Directions for this task
Repeat the listing below word for word, covering all of it, but leave out the pictures.
◆ ◆ ◆ ◆ ◆ ◆ ◆
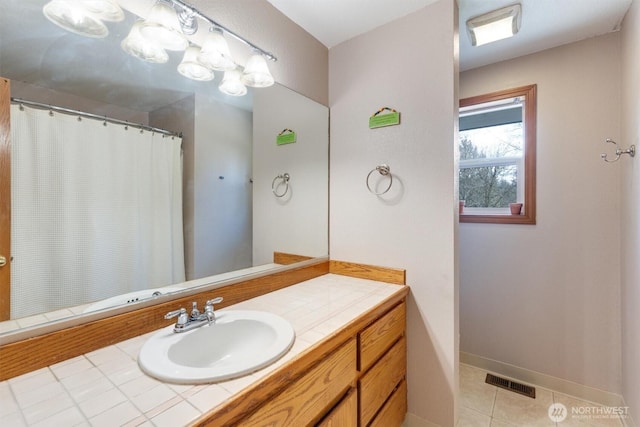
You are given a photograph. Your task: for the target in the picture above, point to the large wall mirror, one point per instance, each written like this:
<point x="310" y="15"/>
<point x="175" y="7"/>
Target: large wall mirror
<point x="224" y="193"/>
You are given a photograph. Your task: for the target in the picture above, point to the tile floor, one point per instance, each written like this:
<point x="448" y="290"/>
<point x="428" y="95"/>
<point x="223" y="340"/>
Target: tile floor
<point x="484" y="405"/>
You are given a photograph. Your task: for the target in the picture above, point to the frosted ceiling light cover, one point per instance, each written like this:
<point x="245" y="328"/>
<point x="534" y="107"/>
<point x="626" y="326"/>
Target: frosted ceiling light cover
<point x="163" y="27"/>
<point x="136" y="45"/>
<point x="256" y="72"/>
<point x="493" y="26"/>
<point x="74" y="17"/>
<point x="215" y="52"/>
<point x="232" y="85"/>
<point x="107" y="10"/>
<point x="191" y="68"/>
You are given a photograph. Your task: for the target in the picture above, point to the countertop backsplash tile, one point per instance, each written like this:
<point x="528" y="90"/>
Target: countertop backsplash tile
<point x="107" y="388"/>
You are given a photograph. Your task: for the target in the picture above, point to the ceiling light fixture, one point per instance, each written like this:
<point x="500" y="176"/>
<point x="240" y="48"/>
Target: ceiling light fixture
<point x="232" y="85"/>
<point x="107" y="10"/>
<point x="191" y="68"/>
<point x="493" y="26"/>
<point x="73" y="16"/>
<point x="136" y="45"/>
<point x="163" y="26"/>
<point x="215" y="52"/>
<point x="167" y="26"/>
<point x="256" y="72"/>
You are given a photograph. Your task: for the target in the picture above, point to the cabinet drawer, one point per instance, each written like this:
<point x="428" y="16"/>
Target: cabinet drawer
<point x="394" y="411"/>
<point x="380" y="335"/>
<point x="345" y="414"/>
<point x="377" y="384"/>
<point x="308" y="398"/>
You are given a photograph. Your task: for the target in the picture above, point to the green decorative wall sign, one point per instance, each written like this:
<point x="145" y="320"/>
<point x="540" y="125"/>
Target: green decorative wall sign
<point x="287" y="136"/>
<point x="381" y="120"/>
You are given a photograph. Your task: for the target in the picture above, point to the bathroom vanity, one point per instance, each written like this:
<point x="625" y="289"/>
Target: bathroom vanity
<point x="347" y="367"/>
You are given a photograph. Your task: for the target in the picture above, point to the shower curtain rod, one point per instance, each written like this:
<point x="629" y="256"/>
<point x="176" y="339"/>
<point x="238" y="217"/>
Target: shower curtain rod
<point x="94" y="116"/>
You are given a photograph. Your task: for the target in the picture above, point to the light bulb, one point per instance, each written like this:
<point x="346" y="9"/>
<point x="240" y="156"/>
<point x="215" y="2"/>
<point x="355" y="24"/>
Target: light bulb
<point x="191" y="68"/>
<point x="232" y="85"/>
<point x="256" y="72"/>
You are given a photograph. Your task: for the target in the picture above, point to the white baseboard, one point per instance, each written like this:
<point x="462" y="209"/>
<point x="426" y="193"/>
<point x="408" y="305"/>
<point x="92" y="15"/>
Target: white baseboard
<point x="545" y="381"/>
<point x="412" y="420"/>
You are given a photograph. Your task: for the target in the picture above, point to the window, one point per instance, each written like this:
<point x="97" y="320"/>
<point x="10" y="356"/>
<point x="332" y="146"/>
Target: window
<point x="498" y="156"/>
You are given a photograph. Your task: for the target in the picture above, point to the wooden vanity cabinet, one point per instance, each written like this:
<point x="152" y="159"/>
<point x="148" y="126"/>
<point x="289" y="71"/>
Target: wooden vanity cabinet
◆ ◆ ◆ ◆ ◆ ◆ ◆
Output for this task
You are given a photograph. Your task: for the target in the picture above, point to the large wall mirror, one point per instance, each written like this:
<point x="310" y="15"/>
<point x="175" y="7"/>
Target: large wall mirror
<point x="224" y="193"/>
You are given a photograph. Your task: for the target in the picture above, point to the tile floor, one point per instance, each written like this:
<point x="448" y="290"/>
<point x="428" y="95"/>
<point x="223" y="340"/>
Target: tile floor
<point x="484" y="405"/>
You are given a photograph. Your task: for the target in the picture above, point to the frosted ceiling light cover, one point per instance, each written like this:
<point x="245" y="328"/>
<point x="534" y="107"/>
<point x="626" y="326"/>
Target: frosted ceiling light cover
<point x="163" y="27"/>
<point x="136" y="45"/>
<point x="256" y="72"/>
<point x="493" y="26"/>
<point x="74" y="17"/>
<point x="215" y="52"/>
<point x="232" y="85"/>
<point x="107" y="10"/>
<point x="191" y="68"/>
You are given a photograph. Your task: for the target in the picture above, point to the countertop backsplash tile, one point per instance, each written like this:
<point x="528" y="90"/>
Target: countertop backsplash tile
<point x="107" y="388"/>
You are given a photograph. Your task: for the target in the picture above, point to the ceiling light fixture, one point per instance, each written like this:
<point x="500" y="176"/>
<point x="240" y="48"/>
Target: ceiling light fixture
<point x="232" y="85"/>
<point x="107" y="10"/>
<point x="191" y="68"/>
<point x="493" y="26"/>
<point x="73" y="16"/>
<point x="136" y="45"/>
<point x="163" y="26"/>
<point x="215" y="52"/>
<point x="167" y="26"/>
<point x="256" y="72"/>
You are given a photograph. Your task: for the target in the picture above, point to the cabinet drawer, one point per instance, each written like this:
<point x="428" y="16"/>
Target: cabinet drawer
<point x="394" y="411"/>
<point x="380" y="335"/>
<point x="345" y="414"/>
<point x="377" y="384"/>
<point x="308" y="398"/>
You are given a photograph. Your task: for the target in the picture above, point to the green decorative wall sign, one point per instance, each written like this:
<point x="145" y="320"/>
<point x="540" y="125"/>
Target: green decorative wall sign
<point x="287" y="136"/>
<point x="381" y="120"/>
You are given a photograph. Your task: for the target in the picture above, point to the bathroom vanity, one point per instance, each written like this:
<point x="625" y="289"/>
Target: bathroom vanity
<point x="347" y="367"/>
You are given a photograph. Your task: for the target in the picture above, point to the shower curtain rod, one point per instance, each written like this:
<point x="629" y="256"/>
<point x="176" y="339"/>
<point x="238" y="217"/>
Target: shower curtain rod
<point x="94" y="116"/>
You are given a photograph. Your task: for the target in the picture above, point to the light bulb, one point per instance, each written like this:
<point x="346" y="9"/>
<point x="240" y="156"/>
<point x="215" y="2"/>
<point x="355" y="24"/>
Target: light bulb
<point x="191" y="68"/>
<point x="232" y="85"/>
<point x="256" y="72"/>
You are given a photograph. Your task: for the target in the picture above, point to the white baseboard, one point per instance, each written like this:
<point x="462" y="209"/>
<point x="426" y="193"/>
<point x="408" y="305"/>
<point x="92" y="15"/>
Target: white baseboard
<point x="545" y="381"/>
<point x="412" y="420"/>
You are given a photograph. Your task: for the target in the picture above, point to the window, one point per instance, each written like this:
<point x="97" y="320"/>
<point x="10" y="356"/>
<point x="332" y="146"/>
Target: window
<point x="498" y="156"/>
You are given a photograph. Your task: for the target in the picture above, point to the wooden vanity cabinet, one point per instance, each written like this:
<point x="152" y="159"/>
<point x="148" y="126"/>
<point x="289" y="71"/>
Target: wooden vanity cabinet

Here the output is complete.